• _Activity_: Which lines in the data below contain the word "green"? Copy each of them.

[Records for this task — start]

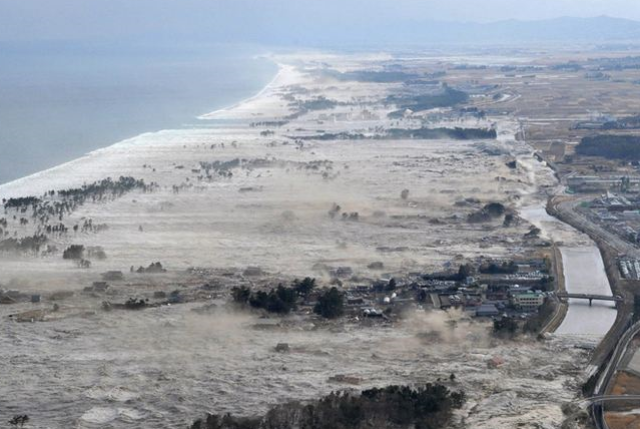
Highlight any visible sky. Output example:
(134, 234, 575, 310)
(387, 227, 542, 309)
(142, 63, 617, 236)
(0, 0, 639, 45)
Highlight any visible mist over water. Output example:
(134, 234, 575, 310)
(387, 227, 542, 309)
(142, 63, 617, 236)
(0, 43, 277, 184)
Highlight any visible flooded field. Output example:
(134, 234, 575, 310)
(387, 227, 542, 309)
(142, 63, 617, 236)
(0, 58, 542, 284)
(0, 51, 611, 428)
(0, 300, 589, 428)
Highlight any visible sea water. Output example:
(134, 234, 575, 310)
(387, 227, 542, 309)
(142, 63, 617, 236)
(0, 42, 277, 184)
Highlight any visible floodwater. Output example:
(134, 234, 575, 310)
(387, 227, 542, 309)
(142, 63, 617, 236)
(0, 300, 587, 428)
(0, 52, 599, 428)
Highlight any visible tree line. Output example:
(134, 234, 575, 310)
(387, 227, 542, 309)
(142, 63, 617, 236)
(0, 176, 156, 256)
(191, 383, 465, 429)
(576, 135, 640, 160)
(231, 278, 345, 319)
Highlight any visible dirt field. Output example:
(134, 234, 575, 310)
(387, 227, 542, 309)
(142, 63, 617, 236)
(610, 371, 640, 396)
(606, 413, 640, 429)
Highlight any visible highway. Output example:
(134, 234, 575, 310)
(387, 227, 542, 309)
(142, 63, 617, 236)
(547, 195, 640, 428)
(554, 197, 640, 259)
(590, 321, 640, 429)
(549, 197, 635, 362)
(585, 395, 640, 404)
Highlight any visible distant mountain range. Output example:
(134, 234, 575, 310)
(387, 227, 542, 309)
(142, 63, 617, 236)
(301, 16, 640, 46)
(182, 15, 640, 47)
(403, 16, 640, 44)
(3, 15, 640, 48)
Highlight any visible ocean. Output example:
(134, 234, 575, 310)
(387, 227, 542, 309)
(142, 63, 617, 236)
(0, 42, 277, 185)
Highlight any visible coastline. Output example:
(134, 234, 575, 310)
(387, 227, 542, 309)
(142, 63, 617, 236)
(0, 51, 279, 187)
(197, 61, 285, 120)
(0, 60, 287, 197)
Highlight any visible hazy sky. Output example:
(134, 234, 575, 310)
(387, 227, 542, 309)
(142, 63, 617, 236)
(0, 0, 639, 42)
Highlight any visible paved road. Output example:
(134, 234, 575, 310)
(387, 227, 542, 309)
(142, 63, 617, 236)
(555, 198, 640, 259)
(548, 194, 640, 429)
(591, 321, 640, 429)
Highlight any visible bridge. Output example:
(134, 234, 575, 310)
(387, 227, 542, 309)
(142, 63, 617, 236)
(582, 395, 640, 405)
(556, 292, 624, 306)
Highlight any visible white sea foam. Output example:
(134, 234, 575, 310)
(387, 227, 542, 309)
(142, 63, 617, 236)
(80, 407, 119, 424)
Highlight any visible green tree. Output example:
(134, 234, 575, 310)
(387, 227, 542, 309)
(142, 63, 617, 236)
(231, 286, 251, 304)
(62, 244, 85, 260)
(293, 277, 316, 298)
(314, 287, 344, 319)
(267, 284, 298, 314)
(247, 285, 298, 315)
(386, 278, 397, 291)
(249, 290, 269, 309)
(493, 317, 518, 337)
(457, 264, 474, 281)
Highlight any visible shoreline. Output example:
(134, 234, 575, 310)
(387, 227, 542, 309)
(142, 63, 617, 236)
(0, 60, 285, 196)
(198, 61, 285, 120)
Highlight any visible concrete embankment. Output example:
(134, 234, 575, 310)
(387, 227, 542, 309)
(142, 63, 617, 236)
(521, 203, 617, 341)
(555, 247, 617, 337)
(547, 197, 633, 367)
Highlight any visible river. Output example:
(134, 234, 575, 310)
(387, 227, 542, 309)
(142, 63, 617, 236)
(555, 247, 617, 336)
(519, 206, 617, 338)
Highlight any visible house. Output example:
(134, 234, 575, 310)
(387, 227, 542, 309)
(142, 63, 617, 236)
(508, 285, 531, 296)
(438, 295, 452, 310)
(476, 304, 500, 317)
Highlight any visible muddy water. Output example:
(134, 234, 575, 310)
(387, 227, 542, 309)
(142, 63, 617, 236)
(0, 302, 587, 428)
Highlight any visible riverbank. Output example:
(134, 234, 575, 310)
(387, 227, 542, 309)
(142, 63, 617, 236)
(555, 247, 617, 337)
(548, 196, 635, 367)
(518, 198, 617, 340)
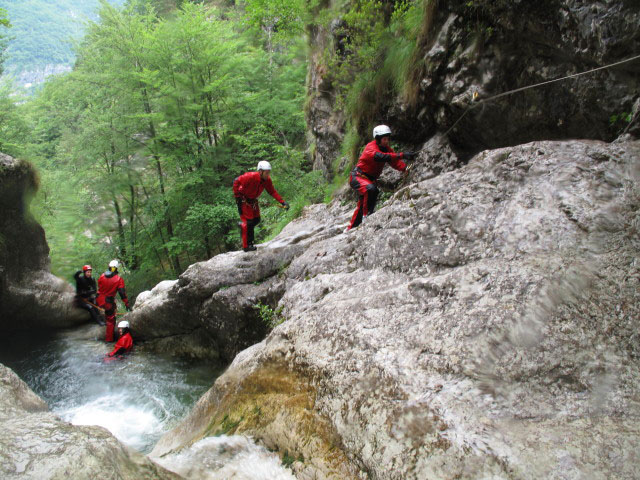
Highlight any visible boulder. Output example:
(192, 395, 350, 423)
(0, 153, 85, 331)
(146, 137, 640, 479)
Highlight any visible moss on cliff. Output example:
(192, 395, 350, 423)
(202, 362, 359, 478)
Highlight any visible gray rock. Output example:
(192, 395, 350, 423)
(128, 203, 348, 362)
(0, 363, 180, 480)
(147, 137, 640, 479)
(0, 153, 85, 331)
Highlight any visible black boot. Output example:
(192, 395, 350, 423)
(243, 245, 257, 252)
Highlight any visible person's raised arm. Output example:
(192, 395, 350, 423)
(116, 277, 131, 311)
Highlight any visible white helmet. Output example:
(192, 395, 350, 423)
(373, 125, 392, 139)
(118, 320, 129, 329)
(108, 259, 119, 269)
(257, 160, 272, 171)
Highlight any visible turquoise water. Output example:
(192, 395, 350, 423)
(0, 324, 221, 454)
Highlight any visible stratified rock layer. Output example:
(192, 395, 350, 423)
(0, 363, 180, 480)
(0, 153, 85, 330)
(135, 137, 639, 479)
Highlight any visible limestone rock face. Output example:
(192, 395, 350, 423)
(0, 153, 85, 330)
(307, 0, 640, 177)
(140, 137, 639, 479)
(0, 363, 180, 480)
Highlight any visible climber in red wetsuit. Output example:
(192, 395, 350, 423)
(233, 161, 289, 252)
(96, 260, 131, 342)
(106, 320, 133, 358)
(347, 125, 416, 230)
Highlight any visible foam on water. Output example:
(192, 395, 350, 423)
(0, 325, 219, 453)
(154, 436, 297, 480)
(60, 394, 164, 451)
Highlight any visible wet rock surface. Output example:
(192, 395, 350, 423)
(137, 136, 640, 479)
(0, 153, 85, 331)
(0, 363, 180, 480)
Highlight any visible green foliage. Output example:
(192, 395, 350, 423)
(610, 112, 632, 126)
(0, 80, 28, 155)
(281, 450, 295, 467)
(253, 301, 284, 328)
(316, 0, 428, 168)
(243, 0, 305, 43)
(215, 413, 242, 435)
(0, 7, 10, 74)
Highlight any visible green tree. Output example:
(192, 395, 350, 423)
(0, 7, 10, 74)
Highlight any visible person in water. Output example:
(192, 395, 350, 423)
(73, 265, 104, 326)
(96, 259, 131, 342)
(106, 320, 133, 358)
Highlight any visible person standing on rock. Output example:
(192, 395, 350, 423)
(347, 125, 416, 230)
(233, 161, 289, 252)
(96, 260, 131, 342)
(73, 265, 104, 326)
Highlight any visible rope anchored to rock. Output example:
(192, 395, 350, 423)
(444, 53, 640, 136)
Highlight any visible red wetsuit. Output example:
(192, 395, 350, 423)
(348, 140, 406, 230)
(108, 332, 133, 357)
(233, 171, 285, 248)
(96, 271, 130, 342)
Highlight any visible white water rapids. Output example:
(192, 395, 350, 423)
(1, 324, 296, 479)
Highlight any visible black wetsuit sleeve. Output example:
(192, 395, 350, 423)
(373, 152, 395, 162)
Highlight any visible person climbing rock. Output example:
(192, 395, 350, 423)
(96, 260, 131, 342)
(347, 125, 416, 230)
(106, 320, 133, 358)
(233, 161, 289, 252)
(73, 265, 104, 326)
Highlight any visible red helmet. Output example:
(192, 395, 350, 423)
(82, 265, 92, 272)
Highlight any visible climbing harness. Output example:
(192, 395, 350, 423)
(82, 298, 126, 316)
(444, 53, 640, 136)
(82, 298, 104, 313)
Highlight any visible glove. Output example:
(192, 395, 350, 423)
(282, 202, 290, 211)
(403, 151, 417, 161)
(235, 197, 244, 216)
(126, 305, 132, 312)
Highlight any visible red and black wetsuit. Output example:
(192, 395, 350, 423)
(107, 331, 133, 357)
(232, 171, 284, 249)
(348, 140, 406, 230)
(96, 271, 130, 342)
(73, 271, 103, 325)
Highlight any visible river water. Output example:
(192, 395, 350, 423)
(0, 324, 296, 480)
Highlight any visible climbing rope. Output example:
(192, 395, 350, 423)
(443, 53, 640, 136)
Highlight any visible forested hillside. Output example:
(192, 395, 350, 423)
(0, 0, 126, 85)
(0, 0, 322, 297)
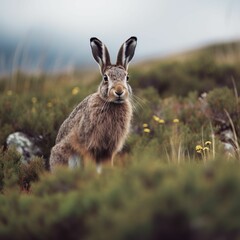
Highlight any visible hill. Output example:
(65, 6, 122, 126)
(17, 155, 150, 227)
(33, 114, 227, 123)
(130, 40, 240, 97)
(0, 40, 240, 239)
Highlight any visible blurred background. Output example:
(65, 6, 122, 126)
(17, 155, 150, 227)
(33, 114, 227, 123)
(0, 0, 239, 75)
(1, 2, 240, 237)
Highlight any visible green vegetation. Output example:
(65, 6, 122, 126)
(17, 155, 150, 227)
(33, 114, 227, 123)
(131, 41, 240, 96)
(1, 159, 240, 239)
(0, 41, 240, 239)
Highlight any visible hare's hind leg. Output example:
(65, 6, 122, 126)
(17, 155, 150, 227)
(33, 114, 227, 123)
(50, 142, 74, 171)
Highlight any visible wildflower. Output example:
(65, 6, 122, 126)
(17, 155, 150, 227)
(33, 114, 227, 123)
(47, 102, 53, 108)
(143, 123, 148, 128)
(7, 90, 13, 96)
(143, 128, 151, 133)
(195, 145, 203, 153)
(173, 118, 179, 123)
(158, 119, 165, 124)
(153, 115, 160, 122)
(31, 97, 37, 104)
(204, 141, 212, 146)
(203, 147, 210, 151)
(72, 87, 80, 95)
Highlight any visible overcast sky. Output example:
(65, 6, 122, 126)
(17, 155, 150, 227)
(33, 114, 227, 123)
(0, 0, 240, 67)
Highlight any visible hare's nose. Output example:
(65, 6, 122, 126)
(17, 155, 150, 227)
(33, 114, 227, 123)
(115, 91, 124, 97)
(114, 85, 125, 97)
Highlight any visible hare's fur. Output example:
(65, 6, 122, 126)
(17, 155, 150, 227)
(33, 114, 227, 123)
(50, 37, 137, 171)
(50, 91, 132, 169)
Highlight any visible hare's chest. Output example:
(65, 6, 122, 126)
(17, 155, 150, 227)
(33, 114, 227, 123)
(99, 103, 131, 129)
(92, 103, 131, 141)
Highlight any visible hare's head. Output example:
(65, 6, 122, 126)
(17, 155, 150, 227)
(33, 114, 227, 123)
(90, 37, 137, 104)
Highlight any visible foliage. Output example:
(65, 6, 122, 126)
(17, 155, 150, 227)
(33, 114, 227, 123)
(0, 73, 94, 158)
(130, 42, 240, 97)
(0, 160, 240, 239)
(0, 41, 240, 239)
(0, 148, 45, 192)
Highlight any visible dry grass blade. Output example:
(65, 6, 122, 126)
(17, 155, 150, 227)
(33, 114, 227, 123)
(224, 109, 240, 159)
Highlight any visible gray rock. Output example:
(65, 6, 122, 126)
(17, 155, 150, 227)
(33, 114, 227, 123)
(6, 132, 43, 164)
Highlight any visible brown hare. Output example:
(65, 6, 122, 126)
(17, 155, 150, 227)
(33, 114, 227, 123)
(49, 36, 137, 172)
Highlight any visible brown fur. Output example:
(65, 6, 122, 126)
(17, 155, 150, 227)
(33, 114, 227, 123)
(49, 37, 137, 171)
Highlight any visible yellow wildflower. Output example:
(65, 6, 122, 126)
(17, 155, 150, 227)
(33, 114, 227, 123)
(31, 97, 37, 104)
(72, 87, 80, 95)
(158, 119, 165, 124)
(195, 145, 203, 151)
(195, 145, 203, 153)
(203, 147, 210, 151)
(153, 115, 160, 122)
(143, 128, 151, 133)
(143, 123, 148, 128)
(204, 141, 212, 146)
(173, 118, 179, 123)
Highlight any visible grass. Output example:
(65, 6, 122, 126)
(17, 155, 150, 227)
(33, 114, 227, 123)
(0, 40, 240, 239)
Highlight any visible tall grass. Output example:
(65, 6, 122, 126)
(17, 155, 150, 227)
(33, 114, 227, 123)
(0, 41, 240, 239)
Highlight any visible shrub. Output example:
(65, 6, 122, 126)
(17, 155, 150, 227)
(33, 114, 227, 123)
(0, 41, 239, 239)
(131, 49, 240, 97)
(0, 160, 240, 239)
(0, 147, 45, 192)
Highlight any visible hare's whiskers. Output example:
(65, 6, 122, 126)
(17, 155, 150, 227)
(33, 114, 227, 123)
(131, 94, 145, 111)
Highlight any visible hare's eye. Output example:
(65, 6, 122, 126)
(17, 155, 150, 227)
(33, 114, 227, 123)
(103, 75, 108, 82)
(126, 75, 129, 82)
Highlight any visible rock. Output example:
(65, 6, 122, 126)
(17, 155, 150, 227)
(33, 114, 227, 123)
(6, 132, 43, 164)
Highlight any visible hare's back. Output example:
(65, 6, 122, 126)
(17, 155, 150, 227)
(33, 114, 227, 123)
(55, 95, 92, 143)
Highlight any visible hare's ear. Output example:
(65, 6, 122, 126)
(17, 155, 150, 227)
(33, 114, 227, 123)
(90, 37, 111, 74)
(116, 36, 137, 70)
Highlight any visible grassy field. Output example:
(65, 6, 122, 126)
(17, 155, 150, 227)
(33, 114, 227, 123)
(0, 41, 240, 239)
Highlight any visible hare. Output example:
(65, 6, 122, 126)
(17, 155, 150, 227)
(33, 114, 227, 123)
(49, 36, 137, 172)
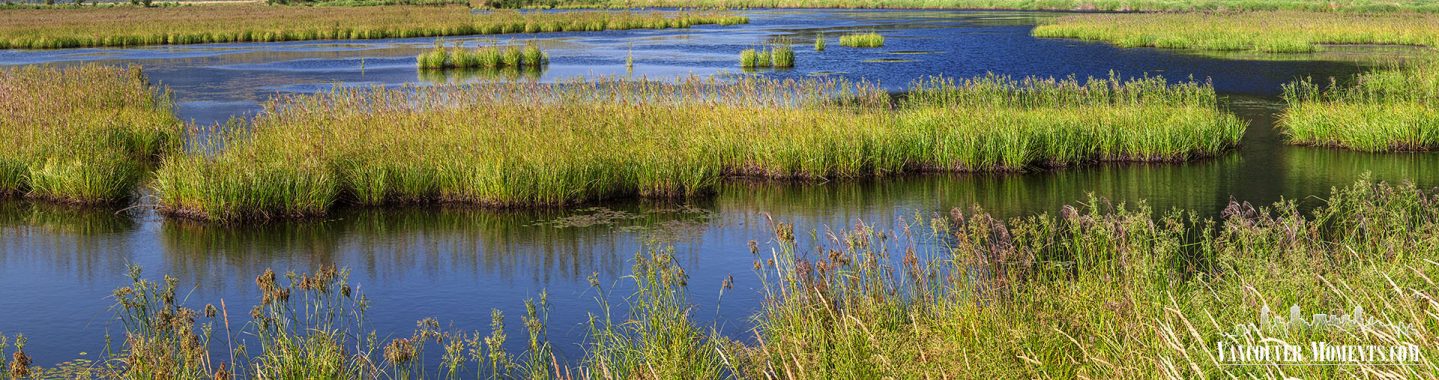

[Records for this task — finish]

• _Answer_:
Highlight any visible green tree. Output example:
Highlight any visible green foliage. Output example:
Highlight any visible green tree. Output example:
Highlight any visible green vegetation. Output example:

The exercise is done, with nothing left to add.